"""
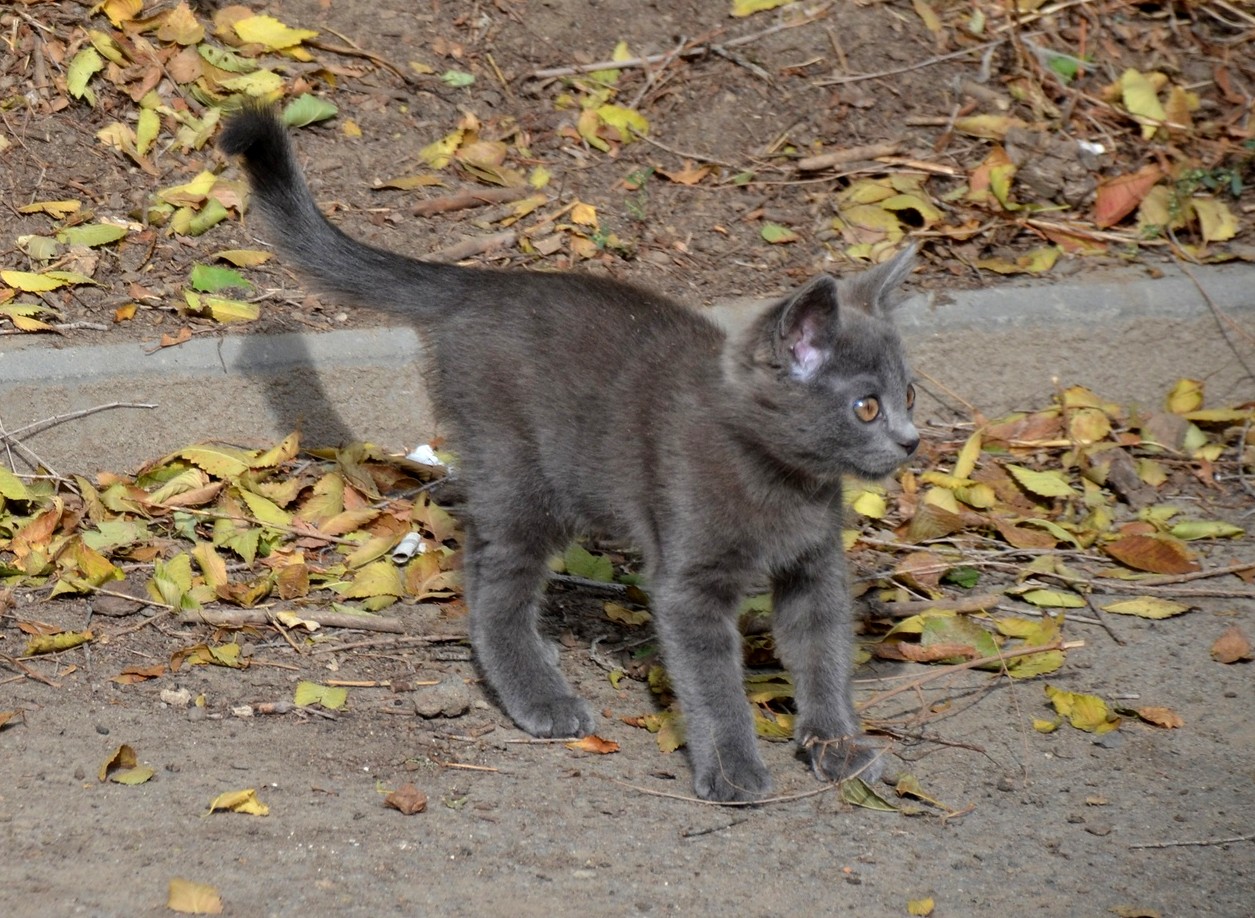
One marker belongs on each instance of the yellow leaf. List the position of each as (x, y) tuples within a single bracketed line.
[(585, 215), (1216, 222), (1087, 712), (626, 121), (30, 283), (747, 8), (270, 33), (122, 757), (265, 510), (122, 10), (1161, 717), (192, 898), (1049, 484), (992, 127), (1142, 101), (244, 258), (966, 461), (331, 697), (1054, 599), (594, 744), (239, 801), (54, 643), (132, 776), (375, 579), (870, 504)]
"""
"""
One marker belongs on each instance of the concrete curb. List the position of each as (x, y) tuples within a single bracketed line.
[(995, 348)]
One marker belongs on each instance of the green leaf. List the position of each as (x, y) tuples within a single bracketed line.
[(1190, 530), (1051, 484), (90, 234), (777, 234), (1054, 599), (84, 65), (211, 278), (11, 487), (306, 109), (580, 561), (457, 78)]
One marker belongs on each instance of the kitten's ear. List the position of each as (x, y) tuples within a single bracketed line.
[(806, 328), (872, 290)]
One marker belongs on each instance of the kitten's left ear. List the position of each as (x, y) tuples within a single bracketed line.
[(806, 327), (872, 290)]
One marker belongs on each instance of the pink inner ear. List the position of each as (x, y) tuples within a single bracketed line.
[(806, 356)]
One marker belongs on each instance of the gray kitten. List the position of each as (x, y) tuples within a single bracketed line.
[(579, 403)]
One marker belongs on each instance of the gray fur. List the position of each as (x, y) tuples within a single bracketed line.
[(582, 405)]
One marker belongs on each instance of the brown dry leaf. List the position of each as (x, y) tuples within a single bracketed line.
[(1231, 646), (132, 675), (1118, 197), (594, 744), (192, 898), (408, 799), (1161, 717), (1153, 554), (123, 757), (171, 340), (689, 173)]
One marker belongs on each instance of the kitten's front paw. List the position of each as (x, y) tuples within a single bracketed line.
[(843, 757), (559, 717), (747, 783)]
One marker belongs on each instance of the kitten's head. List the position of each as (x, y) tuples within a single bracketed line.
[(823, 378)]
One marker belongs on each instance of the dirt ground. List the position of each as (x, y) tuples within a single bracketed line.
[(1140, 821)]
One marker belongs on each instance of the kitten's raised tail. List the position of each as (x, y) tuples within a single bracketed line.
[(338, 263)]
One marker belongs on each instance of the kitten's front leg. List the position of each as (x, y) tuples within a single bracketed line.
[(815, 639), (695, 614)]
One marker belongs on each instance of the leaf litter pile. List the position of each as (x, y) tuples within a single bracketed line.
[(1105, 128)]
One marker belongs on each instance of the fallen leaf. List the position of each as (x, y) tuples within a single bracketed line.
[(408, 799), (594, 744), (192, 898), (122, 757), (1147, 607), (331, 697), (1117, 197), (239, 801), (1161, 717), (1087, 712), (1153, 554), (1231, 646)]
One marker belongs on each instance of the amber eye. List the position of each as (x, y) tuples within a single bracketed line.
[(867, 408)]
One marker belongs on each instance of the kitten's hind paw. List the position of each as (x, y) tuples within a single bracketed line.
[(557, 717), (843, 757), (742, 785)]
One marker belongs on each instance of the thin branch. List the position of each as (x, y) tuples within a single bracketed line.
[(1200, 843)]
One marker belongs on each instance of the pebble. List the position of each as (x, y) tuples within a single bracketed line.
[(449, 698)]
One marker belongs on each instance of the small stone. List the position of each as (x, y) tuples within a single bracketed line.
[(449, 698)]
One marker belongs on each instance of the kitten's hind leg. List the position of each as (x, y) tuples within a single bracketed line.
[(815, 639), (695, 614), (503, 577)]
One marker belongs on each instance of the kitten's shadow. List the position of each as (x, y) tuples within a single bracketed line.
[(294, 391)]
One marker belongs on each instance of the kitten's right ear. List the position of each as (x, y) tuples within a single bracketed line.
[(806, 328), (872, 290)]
"""
DIRECTIONS: Render the data from the line with "One marker belongs on each instance of the kitten's head." up to and including the line with "[(1140, 821)]" as a numbered list, omitting any blank lines.

RESULT OF THE TASK:
1. One marker belongs on each instance of the kitten's head. List the position of each as (x, y) tuples within a single bracketed line.
2. [(823, 378)]
3. One marker belongs on each instance of the dirt ground. List the position of each as (x, y) tuples within a single bracketed line.
4. [(1140, 821)]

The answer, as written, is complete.